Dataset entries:
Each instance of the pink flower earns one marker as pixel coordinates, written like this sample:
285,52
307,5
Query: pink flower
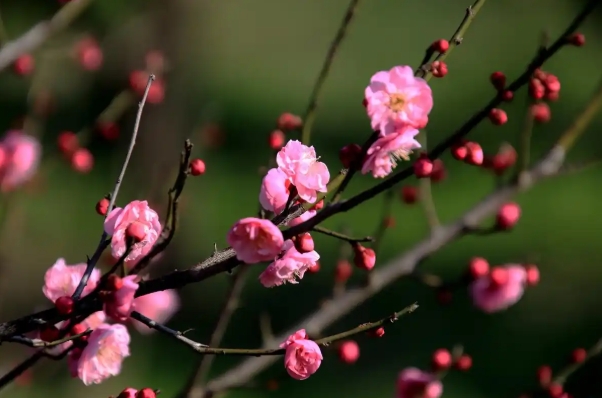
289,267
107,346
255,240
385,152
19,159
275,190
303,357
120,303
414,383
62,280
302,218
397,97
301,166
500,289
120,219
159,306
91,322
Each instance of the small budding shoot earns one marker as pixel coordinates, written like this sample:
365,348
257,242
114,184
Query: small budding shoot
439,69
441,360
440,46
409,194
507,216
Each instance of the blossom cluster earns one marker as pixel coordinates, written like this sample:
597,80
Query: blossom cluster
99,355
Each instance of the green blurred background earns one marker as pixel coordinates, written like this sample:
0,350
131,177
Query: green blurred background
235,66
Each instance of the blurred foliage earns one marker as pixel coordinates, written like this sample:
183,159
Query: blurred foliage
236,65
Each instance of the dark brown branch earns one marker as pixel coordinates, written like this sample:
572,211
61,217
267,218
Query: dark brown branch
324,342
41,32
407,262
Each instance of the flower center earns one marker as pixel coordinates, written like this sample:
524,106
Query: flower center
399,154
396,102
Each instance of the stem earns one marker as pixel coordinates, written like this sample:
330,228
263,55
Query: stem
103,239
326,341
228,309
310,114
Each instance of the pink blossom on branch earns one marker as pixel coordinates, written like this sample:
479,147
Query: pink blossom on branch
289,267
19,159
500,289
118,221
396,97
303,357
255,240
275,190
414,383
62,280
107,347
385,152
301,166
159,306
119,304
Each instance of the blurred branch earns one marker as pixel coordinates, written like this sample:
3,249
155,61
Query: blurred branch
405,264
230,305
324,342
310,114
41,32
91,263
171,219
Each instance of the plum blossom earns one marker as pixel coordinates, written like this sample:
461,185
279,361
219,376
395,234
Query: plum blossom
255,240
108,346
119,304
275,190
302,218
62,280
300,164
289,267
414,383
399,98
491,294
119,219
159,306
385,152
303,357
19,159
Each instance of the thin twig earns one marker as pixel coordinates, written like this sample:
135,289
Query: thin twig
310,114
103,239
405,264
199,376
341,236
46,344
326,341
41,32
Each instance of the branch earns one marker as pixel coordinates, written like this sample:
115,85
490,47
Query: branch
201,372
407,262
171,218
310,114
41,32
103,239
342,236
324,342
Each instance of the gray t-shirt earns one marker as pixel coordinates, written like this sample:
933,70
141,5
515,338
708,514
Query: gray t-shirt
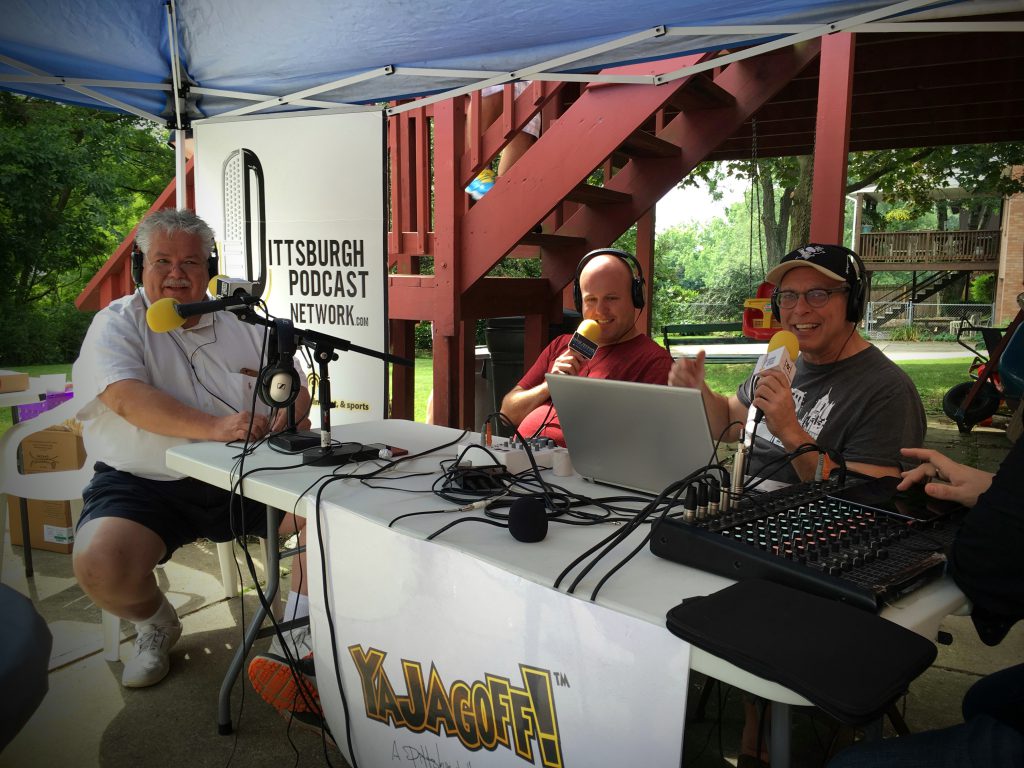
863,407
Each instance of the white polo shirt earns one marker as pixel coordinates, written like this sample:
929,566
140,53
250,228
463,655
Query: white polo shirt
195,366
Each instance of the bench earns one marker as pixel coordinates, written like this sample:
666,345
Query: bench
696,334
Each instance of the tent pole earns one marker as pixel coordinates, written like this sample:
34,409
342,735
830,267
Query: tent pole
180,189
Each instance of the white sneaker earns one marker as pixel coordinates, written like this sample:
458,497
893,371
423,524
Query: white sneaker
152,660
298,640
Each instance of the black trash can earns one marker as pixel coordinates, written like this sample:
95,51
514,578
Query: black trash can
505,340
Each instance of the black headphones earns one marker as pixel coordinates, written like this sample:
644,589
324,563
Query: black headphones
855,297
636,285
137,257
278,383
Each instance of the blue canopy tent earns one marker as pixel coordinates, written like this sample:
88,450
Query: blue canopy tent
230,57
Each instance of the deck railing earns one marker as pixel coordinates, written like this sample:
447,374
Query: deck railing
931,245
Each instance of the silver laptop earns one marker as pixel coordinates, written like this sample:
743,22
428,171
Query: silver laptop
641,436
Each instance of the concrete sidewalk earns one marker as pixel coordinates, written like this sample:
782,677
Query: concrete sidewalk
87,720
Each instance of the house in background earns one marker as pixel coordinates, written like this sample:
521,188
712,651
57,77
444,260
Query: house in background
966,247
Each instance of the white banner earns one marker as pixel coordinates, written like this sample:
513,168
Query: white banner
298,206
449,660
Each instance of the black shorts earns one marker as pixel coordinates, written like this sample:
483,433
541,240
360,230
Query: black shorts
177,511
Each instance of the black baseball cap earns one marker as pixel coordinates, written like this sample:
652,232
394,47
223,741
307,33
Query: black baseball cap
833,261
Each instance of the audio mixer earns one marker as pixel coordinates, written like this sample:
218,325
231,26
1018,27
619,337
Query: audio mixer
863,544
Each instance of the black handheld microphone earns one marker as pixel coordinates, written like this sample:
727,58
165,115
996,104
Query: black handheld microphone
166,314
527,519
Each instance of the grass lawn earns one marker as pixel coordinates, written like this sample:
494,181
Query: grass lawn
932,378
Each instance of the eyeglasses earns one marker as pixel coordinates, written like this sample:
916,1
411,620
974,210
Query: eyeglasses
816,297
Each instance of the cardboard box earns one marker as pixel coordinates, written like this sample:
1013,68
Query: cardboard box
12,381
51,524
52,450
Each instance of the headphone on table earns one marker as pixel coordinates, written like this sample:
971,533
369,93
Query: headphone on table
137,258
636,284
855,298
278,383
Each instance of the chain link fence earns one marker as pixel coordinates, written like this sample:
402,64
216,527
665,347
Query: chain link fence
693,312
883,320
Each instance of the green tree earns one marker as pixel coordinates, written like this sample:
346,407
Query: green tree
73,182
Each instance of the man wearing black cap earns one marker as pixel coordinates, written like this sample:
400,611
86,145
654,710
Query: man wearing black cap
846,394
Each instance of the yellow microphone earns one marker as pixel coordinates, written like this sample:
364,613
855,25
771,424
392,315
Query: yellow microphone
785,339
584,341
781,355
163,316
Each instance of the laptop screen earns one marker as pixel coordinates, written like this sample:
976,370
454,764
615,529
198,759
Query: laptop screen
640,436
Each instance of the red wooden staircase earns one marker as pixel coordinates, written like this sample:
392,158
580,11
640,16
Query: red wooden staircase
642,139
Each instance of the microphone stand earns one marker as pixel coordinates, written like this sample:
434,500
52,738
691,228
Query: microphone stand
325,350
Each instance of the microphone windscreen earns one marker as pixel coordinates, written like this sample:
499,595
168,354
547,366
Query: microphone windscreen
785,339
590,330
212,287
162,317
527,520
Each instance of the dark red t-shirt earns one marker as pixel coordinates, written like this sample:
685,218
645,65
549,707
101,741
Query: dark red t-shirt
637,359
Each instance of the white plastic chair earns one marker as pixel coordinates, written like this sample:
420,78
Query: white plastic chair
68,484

---

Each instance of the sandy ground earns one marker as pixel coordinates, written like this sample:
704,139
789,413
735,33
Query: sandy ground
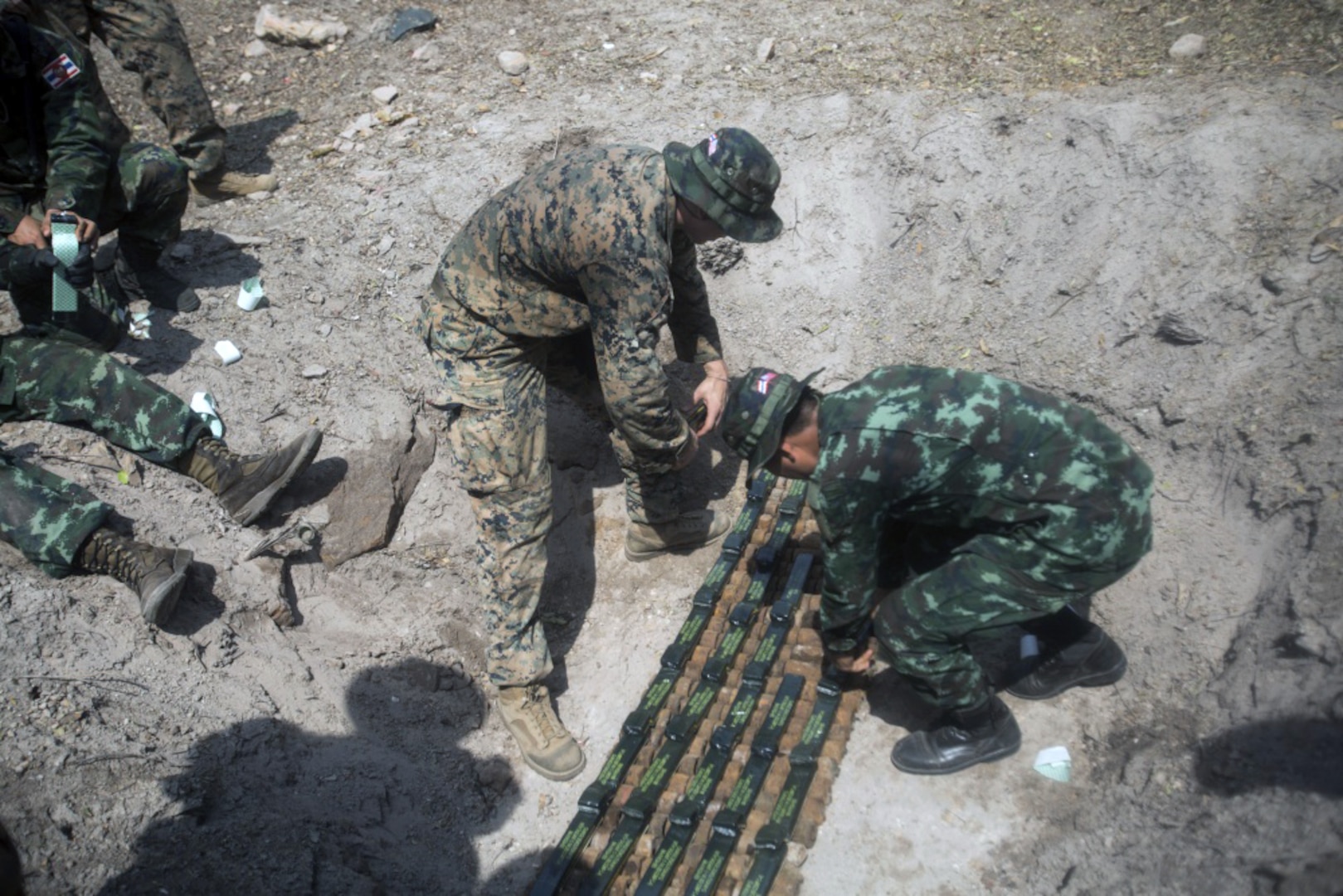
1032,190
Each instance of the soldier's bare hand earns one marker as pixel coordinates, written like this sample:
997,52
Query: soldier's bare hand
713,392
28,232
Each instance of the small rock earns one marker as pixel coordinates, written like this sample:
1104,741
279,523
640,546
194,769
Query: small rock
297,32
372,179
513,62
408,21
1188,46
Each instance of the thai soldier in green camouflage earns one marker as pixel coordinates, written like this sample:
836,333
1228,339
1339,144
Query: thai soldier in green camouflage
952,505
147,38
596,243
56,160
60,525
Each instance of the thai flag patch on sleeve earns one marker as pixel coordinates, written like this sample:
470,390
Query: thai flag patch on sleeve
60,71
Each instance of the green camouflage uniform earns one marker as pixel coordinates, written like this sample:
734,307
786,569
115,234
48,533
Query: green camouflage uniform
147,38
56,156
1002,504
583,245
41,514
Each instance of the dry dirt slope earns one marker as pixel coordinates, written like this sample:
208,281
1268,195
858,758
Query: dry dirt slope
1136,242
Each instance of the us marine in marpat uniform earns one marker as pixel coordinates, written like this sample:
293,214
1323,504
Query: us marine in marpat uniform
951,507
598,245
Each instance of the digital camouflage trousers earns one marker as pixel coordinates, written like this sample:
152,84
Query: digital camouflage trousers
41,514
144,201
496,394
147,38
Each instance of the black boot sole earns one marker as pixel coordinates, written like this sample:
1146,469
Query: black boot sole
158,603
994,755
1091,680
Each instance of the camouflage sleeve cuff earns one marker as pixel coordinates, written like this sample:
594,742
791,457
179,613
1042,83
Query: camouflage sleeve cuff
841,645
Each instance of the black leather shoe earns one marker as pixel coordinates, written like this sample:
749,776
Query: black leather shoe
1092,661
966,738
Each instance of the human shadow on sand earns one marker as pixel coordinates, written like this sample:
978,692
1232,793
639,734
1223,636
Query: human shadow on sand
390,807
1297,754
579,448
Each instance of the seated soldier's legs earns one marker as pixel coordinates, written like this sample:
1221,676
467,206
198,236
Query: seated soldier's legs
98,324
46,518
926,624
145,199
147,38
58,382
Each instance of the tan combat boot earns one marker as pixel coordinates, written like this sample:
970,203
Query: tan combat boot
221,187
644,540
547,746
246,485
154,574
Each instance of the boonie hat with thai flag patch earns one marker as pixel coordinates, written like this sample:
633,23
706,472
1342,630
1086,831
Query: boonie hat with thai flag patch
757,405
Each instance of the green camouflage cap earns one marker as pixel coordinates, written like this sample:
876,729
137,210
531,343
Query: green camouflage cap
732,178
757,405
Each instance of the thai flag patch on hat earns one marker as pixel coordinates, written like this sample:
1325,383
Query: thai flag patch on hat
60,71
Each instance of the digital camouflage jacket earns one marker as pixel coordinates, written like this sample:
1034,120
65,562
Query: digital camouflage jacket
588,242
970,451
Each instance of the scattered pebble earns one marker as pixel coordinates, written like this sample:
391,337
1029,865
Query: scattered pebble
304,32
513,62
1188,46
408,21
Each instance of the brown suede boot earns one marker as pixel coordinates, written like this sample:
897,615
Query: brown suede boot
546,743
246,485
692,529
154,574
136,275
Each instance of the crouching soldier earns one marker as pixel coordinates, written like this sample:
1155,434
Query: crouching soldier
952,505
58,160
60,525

## WORK INSTRUCTION
What is needed is a verbatim copy of every line in the records above from the one containing "Query: human shadow on sand" down to the one containing "Each instance of the boonie", both included, and nothing more.

## SOLUTION
Query: human shadow on sand
390,807
1297,754
579,448
Each instance of the seated soldier's legs earns one marker as pixel coordinates, written like this sample:
1221,676
467,206
198,236
Query: seated soldier's legs
98,324
46,518
926,624
145,199
147,38
58,382
Each instance of the tan combat boot earns one marker as pixel coordinates, written like this sample:
970,203
Query: tan combat boot
221,187
644,540
547,746
246,485
154,574
Each instance of the boonie hat with thai flag patch earns one marker as pixel coordinates, written like this sample:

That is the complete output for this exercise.